Why aren't you using the Hashes each() method instead of manually fetching the value to every key?
Because I didn't know what was it's behavior. Now I do
0

There are many ways to do it. Here's one that should be easy to read. It works in Ruby 1.9. It uses + to combine two arrays and then uses the uniq! operator to figure out whether there is a duplicate number.

h = { "bob" =>
{  
   "foo" => [1, 3, 5],
   "bar" => [2, 4, 6]
},
"fred" =>
{  
   "foo" => [1, 7, 12],
   "bar" => [8, 10, 12]
}
}

h.each  do |person|
    if (person[1]["foo"] + person[1]["bar"]).uniq! != nil  
        puts "Duplicate in #{person[1]}"
    end
end

Comments

0

I'm not sure what exactly you are looking for. But at look at a possible solution, perhaps you can reuse something.

▶ [Records for processing]:
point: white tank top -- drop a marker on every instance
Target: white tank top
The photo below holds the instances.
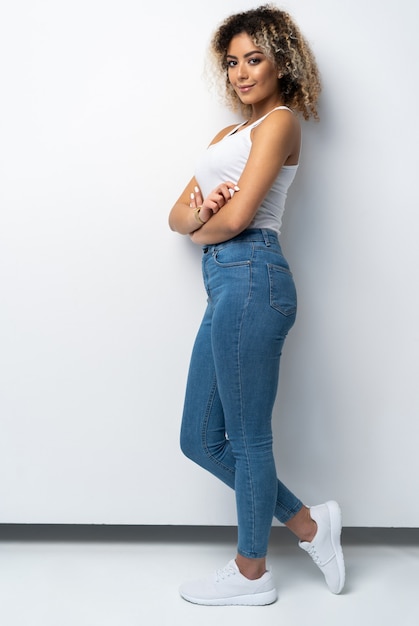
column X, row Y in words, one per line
column 226, row 159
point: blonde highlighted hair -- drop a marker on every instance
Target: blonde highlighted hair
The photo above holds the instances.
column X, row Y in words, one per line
column 280, row 39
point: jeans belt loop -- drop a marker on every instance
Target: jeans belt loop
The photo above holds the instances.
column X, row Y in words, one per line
column 266, row 237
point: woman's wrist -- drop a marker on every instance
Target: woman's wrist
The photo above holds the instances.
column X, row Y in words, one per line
column 197, row 216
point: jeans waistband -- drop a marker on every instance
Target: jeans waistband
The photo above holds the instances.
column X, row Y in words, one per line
column 265, row 235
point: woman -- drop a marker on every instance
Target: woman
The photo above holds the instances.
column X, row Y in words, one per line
column 233, row 207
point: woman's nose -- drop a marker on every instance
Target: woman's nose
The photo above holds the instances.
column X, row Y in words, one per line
column 242, row 70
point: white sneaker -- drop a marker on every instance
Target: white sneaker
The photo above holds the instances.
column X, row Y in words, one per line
column 325, row 549
column 228, row 586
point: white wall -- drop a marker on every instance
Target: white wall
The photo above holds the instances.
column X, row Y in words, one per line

▶ [Stated task 1]:
List every key used in the hash h in the Ruby forum text, including the inner ones.
▶ [Stated task 2]:
Take the rows from the line holding "point: blonde highlighted" through the end of the rows, inclusive, and write them out again with "instances" swapped for "matches".
The Ruby forum text and the rows come from separate places.

▶ [Complete response 1]:
"bob"
"fred"
"foo"
"bar"

▶ [Complete response 2]:
point: blonde highlighted hair -- drop a marker on every instance
Target: blonde highlighted hair
The photo above holds the matches.
column X, row Y in words, one per line
column 280, row 39
point: jeans belt loop -- drop a marker on every instance
Target: jeans belt loop
The photo above holds the matches.
column X, row Y in words, one per line
column 266, row 237
point: woman's wrist -- drop a marker on every instance
Target: woman's wrist
The photo above holds the matches.
column X, row Y in words, one per line
column 197, row 216
point: jeans waistband -- drop a marker on every instance
Target: jeans waistband
The photo above holds the matches.
column X, row Y in words, one per line
column 265, row 235
point: woman -- drop a marker on every instance
Target: woman
The photo above holds the matches.
column X, row Y in words, one per line
column 233, row 207
point: woman's nose -- drop a marker on every instance
Target: woman's nose
The photo above holds the matches.
column X, row Y in words, one per line
column 242, row 70
point: white sneaker -- drop a marker on every instance
Target: white sneaker
The photo above holds the matches.
column X, row Y in words, one per line
column 325, row 549
column 228, row 586
point: white wall -- drop a marker on every instance
Target: white wall
The photo above holds the matches.
column X, row Y in words, one per line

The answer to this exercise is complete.